What the task asks:
Write out, unchanged and in full, the lines of the data below from the line that contains "Place one point on each instance of the tree" through the last line of the data, including both of those lines.

Excerpts from point annotation data:
BEGIN
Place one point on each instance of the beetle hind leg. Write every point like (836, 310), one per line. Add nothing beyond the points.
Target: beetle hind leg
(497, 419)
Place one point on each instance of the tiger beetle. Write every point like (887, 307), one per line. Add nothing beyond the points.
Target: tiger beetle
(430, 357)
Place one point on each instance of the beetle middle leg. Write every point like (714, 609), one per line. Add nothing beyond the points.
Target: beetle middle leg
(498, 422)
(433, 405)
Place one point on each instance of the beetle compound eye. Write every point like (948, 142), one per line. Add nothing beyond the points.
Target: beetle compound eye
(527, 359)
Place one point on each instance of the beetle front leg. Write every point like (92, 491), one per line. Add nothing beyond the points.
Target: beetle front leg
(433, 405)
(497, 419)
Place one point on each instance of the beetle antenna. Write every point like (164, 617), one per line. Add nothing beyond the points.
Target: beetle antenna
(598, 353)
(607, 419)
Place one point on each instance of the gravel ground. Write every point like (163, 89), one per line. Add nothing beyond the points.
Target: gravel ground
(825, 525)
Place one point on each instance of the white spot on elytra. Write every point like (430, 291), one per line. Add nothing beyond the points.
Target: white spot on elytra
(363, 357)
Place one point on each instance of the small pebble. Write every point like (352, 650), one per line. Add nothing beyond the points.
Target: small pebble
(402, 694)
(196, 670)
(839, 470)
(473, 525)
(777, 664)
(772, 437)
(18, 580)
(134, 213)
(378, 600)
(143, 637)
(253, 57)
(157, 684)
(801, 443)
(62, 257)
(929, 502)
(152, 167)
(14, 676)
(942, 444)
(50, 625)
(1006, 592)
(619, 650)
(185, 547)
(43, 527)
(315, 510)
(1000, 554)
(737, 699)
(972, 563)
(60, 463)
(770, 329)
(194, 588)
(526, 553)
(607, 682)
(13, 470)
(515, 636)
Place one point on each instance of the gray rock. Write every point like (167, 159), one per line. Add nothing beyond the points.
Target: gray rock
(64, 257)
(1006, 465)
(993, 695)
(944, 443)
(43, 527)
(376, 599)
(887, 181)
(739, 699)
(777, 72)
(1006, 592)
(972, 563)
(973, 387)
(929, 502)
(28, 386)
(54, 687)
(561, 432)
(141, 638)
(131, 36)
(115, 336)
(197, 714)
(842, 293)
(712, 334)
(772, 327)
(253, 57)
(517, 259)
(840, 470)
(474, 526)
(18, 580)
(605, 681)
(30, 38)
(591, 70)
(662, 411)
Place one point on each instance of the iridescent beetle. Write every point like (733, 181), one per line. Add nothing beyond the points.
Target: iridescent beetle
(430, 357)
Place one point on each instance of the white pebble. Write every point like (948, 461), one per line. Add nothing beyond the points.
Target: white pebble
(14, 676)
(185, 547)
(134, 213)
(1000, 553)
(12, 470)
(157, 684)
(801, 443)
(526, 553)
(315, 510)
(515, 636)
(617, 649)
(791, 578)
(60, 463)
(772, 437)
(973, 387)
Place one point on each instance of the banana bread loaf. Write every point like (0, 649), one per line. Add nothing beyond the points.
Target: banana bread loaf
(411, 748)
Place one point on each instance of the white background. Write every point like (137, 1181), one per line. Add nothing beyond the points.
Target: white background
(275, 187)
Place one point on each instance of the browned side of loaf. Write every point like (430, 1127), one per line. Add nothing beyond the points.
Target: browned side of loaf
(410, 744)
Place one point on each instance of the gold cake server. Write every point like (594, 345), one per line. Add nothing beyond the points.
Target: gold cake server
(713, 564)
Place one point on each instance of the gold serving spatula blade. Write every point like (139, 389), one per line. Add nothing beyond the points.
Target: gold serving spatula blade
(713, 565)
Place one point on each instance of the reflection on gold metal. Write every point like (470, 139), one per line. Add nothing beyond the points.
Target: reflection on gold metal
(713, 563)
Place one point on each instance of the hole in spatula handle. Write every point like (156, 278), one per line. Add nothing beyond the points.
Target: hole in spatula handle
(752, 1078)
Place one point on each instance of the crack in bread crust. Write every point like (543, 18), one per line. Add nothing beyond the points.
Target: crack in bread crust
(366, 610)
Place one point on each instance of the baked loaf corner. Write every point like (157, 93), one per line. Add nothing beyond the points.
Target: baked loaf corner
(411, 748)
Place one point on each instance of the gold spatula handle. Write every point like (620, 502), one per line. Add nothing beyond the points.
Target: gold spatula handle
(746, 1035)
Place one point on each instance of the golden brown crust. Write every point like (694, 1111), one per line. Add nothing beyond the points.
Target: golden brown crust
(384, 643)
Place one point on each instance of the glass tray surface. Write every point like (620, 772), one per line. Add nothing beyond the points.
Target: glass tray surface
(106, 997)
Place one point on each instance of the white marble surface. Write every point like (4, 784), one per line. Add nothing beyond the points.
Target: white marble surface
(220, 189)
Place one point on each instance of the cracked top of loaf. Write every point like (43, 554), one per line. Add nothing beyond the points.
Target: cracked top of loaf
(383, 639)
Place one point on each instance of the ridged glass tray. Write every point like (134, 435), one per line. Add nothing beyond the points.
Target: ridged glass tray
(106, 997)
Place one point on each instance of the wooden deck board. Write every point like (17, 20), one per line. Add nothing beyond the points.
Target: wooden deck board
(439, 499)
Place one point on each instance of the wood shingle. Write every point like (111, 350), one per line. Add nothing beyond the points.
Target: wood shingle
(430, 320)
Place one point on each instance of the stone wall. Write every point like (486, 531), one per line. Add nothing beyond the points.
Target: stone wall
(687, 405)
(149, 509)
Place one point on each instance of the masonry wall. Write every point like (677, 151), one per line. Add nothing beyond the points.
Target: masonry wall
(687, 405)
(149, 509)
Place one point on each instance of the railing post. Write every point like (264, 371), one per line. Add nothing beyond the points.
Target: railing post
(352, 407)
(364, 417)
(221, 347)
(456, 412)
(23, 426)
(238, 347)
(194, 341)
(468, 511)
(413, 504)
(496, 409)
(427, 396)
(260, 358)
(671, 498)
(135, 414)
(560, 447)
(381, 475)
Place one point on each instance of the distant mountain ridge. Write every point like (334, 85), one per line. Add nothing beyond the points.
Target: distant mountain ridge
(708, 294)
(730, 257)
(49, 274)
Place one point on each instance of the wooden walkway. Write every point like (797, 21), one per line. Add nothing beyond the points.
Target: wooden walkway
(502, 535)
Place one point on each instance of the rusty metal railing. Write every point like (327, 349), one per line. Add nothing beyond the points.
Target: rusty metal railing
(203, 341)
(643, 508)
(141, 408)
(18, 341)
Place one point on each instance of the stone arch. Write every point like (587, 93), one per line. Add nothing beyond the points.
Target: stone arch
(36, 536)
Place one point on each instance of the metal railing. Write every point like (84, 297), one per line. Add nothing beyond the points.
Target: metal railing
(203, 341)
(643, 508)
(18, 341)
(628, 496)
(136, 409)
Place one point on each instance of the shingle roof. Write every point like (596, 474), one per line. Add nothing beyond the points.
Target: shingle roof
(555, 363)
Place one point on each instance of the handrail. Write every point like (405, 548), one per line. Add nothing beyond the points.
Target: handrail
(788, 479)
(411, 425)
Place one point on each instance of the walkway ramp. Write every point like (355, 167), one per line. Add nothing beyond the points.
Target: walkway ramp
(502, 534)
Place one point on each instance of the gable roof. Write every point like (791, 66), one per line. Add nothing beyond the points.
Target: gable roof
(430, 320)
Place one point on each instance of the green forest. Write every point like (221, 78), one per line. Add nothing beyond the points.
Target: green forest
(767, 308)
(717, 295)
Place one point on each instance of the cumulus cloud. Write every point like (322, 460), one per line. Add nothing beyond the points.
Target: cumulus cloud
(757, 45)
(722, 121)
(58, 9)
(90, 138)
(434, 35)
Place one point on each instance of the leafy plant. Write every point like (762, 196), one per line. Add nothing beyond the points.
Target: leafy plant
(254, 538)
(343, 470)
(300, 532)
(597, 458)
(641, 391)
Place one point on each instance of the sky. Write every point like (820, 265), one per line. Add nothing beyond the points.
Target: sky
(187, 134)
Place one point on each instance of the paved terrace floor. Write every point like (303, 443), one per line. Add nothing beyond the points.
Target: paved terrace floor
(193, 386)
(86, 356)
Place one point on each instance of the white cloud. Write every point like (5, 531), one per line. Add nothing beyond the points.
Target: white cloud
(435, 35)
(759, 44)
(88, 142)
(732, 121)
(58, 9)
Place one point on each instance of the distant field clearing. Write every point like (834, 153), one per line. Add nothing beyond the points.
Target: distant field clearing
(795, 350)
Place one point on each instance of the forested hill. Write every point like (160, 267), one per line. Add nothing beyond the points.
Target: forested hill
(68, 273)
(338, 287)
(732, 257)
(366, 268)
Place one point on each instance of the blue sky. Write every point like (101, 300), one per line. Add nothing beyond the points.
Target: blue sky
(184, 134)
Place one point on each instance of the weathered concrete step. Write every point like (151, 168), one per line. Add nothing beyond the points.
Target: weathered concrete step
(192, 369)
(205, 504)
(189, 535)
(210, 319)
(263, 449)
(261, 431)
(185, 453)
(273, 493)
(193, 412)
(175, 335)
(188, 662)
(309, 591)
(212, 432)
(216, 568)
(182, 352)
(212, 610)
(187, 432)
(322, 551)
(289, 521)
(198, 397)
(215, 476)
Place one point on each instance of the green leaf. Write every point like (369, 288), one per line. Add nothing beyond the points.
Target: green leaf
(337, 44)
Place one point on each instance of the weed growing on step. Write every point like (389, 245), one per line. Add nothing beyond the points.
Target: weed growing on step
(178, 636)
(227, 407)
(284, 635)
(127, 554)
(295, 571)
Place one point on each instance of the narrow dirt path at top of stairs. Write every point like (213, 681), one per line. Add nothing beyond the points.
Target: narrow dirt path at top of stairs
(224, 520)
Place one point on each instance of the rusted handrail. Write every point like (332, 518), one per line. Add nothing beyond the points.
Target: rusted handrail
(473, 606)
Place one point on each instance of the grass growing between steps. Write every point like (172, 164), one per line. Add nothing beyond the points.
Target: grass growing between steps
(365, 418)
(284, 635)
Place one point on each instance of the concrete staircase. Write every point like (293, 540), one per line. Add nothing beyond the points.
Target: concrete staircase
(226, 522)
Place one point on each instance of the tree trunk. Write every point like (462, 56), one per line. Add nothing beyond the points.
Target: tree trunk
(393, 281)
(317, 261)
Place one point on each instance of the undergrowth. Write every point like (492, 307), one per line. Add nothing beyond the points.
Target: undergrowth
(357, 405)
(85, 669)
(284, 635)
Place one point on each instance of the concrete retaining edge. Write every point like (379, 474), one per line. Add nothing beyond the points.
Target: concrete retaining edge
END
Output of the exercise:
Place one point on each instance of the tree trunk. Write every point like (462, 56), one per line. Add nothing beyond the points.
Target: tree trunk
(393, 281)
(317, 261)
Place one point on each instance of the undergrowth. Write every point like (492, 307), one per line. Add nothing beyond the points.
Target: undergrowth
(357, 405)
(85, 669)
(284, 635)
Place one point on each instance of the concrete retaining edge. Write every point like (379, 474), one per line. Add nothing beyond the points.
Target: concrete retaining edge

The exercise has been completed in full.